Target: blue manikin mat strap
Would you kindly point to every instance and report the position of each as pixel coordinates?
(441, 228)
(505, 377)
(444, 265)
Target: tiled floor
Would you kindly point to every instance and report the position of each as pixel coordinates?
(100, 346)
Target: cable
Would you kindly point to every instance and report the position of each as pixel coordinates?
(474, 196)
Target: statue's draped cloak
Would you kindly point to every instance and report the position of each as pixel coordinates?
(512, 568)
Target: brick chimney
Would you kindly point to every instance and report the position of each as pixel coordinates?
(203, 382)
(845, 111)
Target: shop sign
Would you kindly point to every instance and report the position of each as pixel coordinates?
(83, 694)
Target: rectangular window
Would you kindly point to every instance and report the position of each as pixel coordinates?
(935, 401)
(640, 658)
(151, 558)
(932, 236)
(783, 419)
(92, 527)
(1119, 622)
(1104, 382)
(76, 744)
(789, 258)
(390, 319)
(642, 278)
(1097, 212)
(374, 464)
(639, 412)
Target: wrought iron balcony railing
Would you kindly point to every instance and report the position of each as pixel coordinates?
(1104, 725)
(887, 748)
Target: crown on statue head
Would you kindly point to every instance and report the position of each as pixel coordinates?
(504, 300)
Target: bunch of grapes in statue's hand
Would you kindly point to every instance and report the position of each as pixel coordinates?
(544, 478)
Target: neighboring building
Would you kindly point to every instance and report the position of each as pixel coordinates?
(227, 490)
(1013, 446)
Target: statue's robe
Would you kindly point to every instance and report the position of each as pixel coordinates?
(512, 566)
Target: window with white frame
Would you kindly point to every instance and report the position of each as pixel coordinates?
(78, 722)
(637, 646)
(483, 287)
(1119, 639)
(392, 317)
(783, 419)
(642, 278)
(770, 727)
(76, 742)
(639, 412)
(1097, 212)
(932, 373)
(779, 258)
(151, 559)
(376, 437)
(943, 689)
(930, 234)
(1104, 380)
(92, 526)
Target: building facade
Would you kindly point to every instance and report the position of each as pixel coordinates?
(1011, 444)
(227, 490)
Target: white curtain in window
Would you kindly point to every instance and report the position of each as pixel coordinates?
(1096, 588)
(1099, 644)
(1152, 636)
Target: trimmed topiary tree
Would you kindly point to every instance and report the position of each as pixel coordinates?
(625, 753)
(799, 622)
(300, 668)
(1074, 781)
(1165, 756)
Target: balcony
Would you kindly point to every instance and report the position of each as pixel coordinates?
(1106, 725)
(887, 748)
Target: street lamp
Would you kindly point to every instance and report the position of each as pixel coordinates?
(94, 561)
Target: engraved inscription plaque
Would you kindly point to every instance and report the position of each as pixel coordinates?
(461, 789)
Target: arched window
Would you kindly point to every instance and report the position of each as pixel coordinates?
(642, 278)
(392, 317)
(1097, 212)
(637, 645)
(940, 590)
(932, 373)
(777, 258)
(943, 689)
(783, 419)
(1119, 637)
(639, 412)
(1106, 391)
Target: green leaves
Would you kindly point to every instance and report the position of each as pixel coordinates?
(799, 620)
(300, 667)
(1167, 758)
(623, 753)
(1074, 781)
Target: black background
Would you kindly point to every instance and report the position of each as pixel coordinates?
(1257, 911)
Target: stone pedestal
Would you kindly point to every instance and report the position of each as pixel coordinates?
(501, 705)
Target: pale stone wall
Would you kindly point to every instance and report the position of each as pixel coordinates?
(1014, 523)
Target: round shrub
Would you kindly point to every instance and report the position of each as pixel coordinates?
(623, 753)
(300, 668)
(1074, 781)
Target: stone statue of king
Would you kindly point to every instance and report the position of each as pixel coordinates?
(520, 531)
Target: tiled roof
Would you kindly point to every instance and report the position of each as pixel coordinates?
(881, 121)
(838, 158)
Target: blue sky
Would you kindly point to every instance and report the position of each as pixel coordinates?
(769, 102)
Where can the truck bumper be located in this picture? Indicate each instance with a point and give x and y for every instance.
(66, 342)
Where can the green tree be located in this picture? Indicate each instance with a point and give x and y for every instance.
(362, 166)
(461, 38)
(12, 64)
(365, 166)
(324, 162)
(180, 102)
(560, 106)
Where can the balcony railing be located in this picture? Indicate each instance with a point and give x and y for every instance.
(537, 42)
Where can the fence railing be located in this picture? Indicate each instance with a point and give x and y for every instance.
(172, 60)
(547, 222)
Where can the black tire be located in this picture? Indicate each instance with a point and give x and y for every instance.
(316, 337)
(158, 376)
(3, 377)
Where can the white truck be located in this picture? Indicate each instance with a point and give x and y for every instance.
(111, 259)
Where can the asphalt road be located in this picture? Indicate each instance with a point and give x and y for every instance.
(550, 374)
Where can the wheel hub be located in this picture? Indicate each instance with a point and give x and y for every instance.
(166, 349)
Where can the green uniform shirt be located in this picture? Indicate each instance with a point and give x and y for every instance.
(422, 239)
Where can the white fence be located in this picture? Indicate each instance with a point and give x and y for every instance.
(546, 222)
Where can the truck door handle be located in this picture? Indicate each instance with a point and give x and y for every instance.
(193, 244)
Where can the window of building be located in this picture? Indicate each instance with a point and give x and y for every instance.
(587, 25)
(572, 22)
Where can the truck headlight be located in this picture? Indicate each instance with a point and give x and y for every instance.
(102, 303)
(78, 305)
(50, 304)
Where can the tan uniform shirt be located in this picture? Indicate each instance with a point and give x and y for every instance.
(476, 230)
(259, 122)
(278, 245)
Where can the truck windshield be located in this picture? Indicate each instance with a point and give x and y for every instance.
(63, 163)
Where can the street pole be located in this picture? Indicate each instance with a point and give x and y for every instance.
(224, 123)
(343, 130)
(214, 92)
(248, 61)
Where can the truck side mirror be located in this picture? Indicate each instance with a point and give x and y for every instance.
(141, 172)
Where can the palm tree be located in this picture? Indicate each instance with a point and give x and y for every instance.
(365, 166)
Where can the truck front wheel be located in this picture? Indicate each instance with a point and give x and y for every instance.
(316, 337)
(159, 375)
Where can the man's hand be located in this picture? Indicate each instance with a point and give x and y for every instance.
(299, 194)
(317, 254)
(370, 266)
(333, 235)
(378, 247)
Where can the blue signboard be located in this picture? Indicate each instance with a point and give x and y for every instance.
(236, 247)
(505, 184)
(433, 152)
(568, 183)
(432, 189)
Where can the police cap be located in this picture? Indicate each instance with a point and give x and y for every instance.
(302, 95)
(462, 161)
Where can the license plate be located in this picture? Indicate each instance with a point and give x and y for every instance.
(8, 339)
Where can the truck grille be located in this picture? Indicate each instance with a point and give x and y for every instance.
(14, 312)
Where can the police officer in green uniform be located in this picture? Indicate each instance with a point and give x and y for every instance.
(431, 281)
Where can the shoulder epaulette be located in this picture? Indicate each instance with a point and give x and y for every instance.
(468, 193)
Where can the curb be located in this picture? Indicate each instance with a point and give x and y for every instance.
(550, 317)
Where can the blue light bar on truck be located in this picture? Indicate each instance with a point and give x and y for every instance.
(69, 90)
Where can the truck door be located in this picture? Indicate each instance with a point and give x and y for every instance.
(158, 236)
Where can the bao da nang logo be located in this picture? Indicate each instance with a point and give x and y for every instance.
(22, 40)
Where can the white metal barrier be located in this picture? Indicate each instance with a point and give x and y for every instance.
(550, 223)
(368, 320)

:::::

Extract from the records above the lines from the one containing "Target: bunch of grapes in statue's hand" to the one containing "Target: arched window", both lines included, exactly as they appear and with nothing else.

* FINISHED TASK *
Target: bunch of grapes in statue's hand
Would you kindly point to every instance and report the position of each as pixel coordinates?
(544, 478)
Target: neighboring building
Would you kindly point to every instance and report the position of each as pixel coordinates?
(227, 490)
(1013, 446)
Target: statue's robe
Would you kindly point to every instance and report the position of each as pixel coordinates?
(512, 566)
Target: window with white frame
Would you kindly point to every instance and report the position of each as pixel coordinates?
(78, 722)
(637, 646)
(483, 287)
(1119, 639)
(392, 317)
(783, 419)
(642, 278)
(770, 727)
(76, 742)
(639, 412)
(1097, 212)
(932, 373)
(779, 258)
(151, 559)
(376, 437)
(943, 689)
(930, 234)
(1104, 380)
(92, 526)
Target: building facade
Would you kindly point to every instance and report the position of each as pixel coordinates?
(1011, 444)
(227, 490)
Target: white curtain in window
Would you kindly point to every instance and report the position of each as pixel coordinates?
(1096, 588)
(1099, 644)
(1152, 636)
Target: trimmed topiary tree
Would you kindly point to every instance and report the position of each as pixel coordinates?
(625, 753)
(799, 622)
(300, 668)
(1074, 781)
(1165, 756)
Target: balcony
Would you kindly point to every instance and report the position of each as pixel coordinates?
(1106, 725)
(887, 748)
Target: street lamp
Would you kindly point to every instance and report the position of each as pixel coordinates?
(94, 561)
Target: engraved inscription plaque
Would you kindly point to every instance and report the position of each as pixel coordinates?
(461, 789)
Target: arched window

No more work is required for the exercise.